= Exercises to complete =
1. Translate this sentence from the blog post on court sentences into Spanish: "An actress who assaulted the manager of an upmarket fish and chip restaurant and returned two months later to attack the owner has avoided a jail term."
2. In the records below, show each line that contains the word "statue".

= Document excerpt =
[Begin]

Tuesday 7 December 2021

Lost: Sense Of Proportion. If Found, Return To The British Justice System.

Two police officers who took pictures of the bodies of murdered sisters Bibaa Henry and Nicole Smallman have been jailed for two years and nine months each.

You're kidding..? 

The women's mother, Mina Smallman, said the officers' actions were a 'betrayal of catastrophic proportions' and a 'sacrilegious act'.

The OED defines sacrilege as 'violation or misuse of what is regarded as sacred'. I didn't realise these two women were so highly regarded...

Meanwhile, elsewhere:
An actress who assaulted the manager of an upmarket fish and chip restaurant and returned two months later to attack the owner has avoided a jail term.
Jonathan Bryan, prosecuting, said Gatacre called Mr Ahmed a dirty Bangladeshi man’ during the incident. He said Gatacre was ‘screaming at the top of her lungs’ as she said: ‘You don’t belong here, this is my country. I can do what I like.’

I thought the courts frowned on this sort of thing? Yet actual, physical, racially aggravated assault gets no real sentence at all, while taking photos of people who are dead gets you near on three years in chokey...

[End]

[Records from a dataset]
[Begin]

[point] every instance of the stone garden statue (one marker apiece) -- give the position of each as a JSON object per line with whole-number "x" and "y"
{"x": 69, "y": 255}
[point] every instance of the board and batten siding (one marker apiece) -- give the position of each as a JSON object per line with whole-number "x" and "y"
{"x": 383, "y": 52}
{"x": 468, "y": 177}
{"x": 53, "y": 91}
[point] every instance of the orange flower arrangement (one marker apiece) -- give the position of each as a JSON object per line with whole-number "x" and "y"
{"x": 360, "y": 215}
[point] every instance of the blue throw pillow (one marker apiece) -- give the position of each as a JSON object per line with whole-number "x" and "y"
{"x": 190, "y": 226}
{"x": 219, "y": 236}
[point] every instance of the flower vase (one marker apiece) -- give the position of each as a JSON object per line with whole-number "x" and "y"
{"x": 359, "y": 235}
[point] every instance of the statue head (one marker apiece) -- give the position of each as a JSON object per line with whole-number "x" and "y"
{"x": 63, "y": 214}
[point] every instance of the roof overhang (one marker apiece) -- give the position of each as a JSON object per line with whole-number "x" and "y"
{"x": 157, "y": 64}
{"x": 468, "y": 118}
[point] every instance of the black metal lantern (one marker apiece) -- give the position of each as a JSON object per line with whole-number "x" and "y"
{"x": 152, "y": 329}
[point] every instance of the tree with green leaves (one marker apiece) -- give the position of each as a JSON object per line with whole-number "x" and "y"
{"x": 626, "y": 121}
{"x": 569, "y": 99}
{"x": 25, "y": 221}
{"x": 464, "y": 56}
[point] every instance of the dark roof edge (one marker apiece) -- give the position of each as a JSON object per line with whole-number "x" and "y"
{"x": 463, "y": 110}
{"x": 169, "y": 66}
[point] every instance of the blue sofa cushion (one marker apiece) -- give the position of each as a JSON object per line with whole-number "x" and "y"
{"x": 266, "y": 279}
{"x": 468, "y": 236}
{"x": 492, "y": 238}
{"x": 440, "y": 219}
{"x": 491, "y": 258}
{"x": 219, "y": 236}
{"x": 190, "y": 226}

[End]

= Task solutions =
1. Una actriz que agredió al gerente de un exclusivo restaurante de fish and chips y regresó dos meses después para atacar al dueño ha evitado una pena de cárcel.

2.
[point] every instance of the stone garden statue (one marker apiece) -- give the position of each as a JSON object per line with whole-number "x" and "y"
[point] every instance of the statue head (one marker apiece) -- give the position of each as a JSON object per line with whole-number "x" and "y"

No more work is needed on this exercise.